__Given task__: Write the next part of the article on Michałów Land that follows, starting after its last sentence.

__Document excerpt__:
- - - -

Michałów Land (, , ) is a historical region in central Poland, now part of the Kuyavian-Pomeranian Voivodship. During the Middle Ages, it was a disputed territory between the Kingdom of Poland and the State of the Teutonic Order.

Name
It was named after Castle Michelau/Michałowo (it is part of the city of Brodnica (Strasburg), which was destroyed well before 1789).

Geography
From a geographical perspective, it was sometimes also considered part of Kulmerland, although it is east of the river Drwęca (Drewenz). The land of Michałowo and Lubawa (Löbau) were part of Prussian territory in direct vicinity of the Kulmerland.

History
Conquered in the 11th century a territory named Masovia developed as borderland between the Prussians and Masovians, who at a time of the fragmentation of Poland had made themselves independent of the Polish rulers. The small territories of Michelau and Löbau were bouncing back and force in between.

The rulers of Kujavia and Masovia had given lands to the monk and apostle of the Prussians, Christian of Oliva, He was declared first bishop of Prussia by the pope and he also bought additional territories. A Prussian chieftain had given bishop Christian his land Löbau, by accepting Christianisation at Rome.

- - - -

__Given information__:
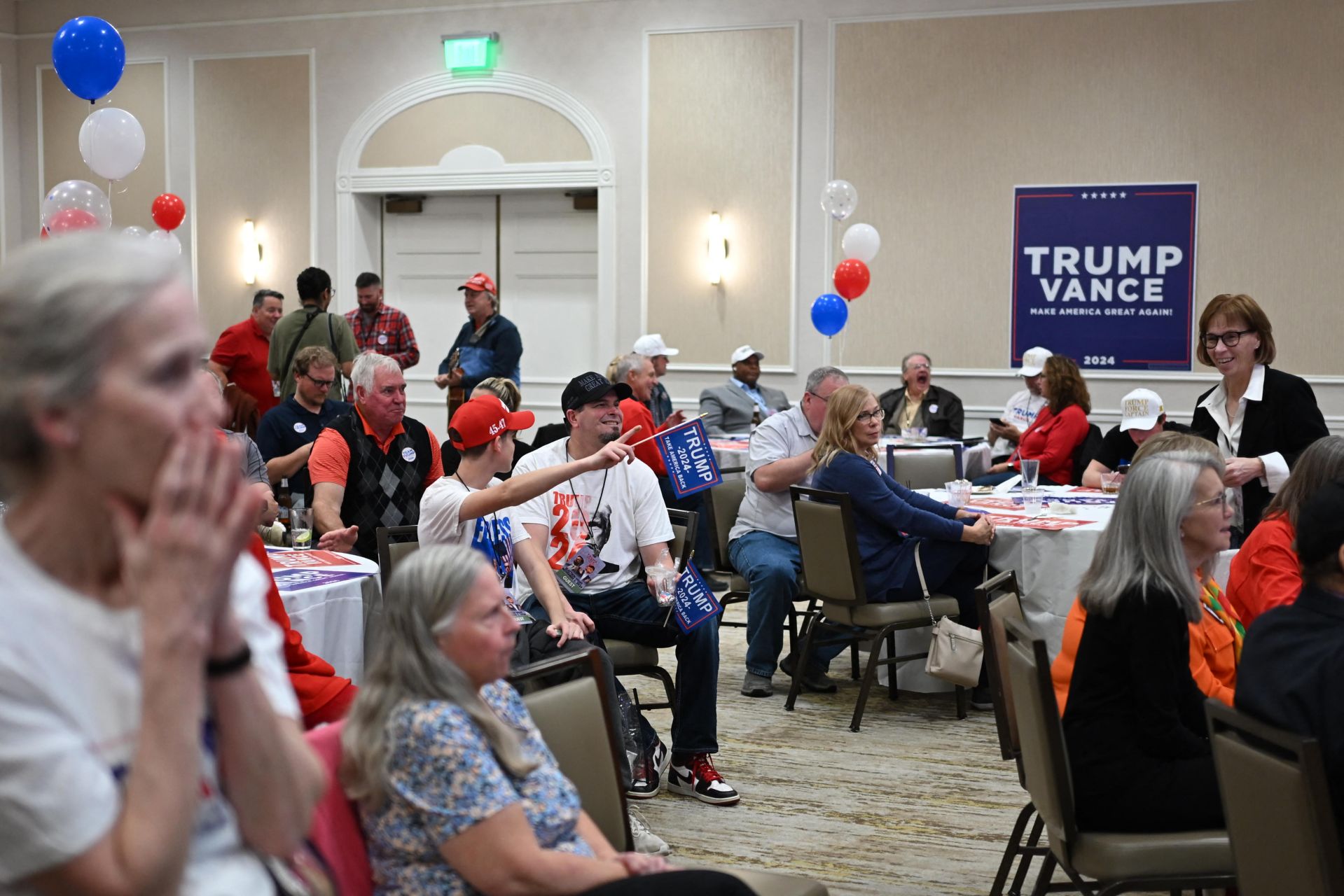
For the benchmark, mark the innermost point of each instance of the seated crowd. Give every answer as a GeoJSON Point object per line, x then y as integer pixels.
{"type": "Point", "coordinates": [163, 614]}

- - - -

__The output__:
In 1303 the Teutonic Order state received the territory as lien and in 1317 they bought it and received all rights from the Duke of Kujavia. Over the next few centuries, as Masovia was reabsorbed into the Kingdom of Poland, the Michelauer land became one of the territories often contested between Poland and the Order. After the Second Peace of Toruń it was incorporated into Poland, as part of the Chełmno Voivodeship.

The area is mentioned in the Treaty of Lake Melno.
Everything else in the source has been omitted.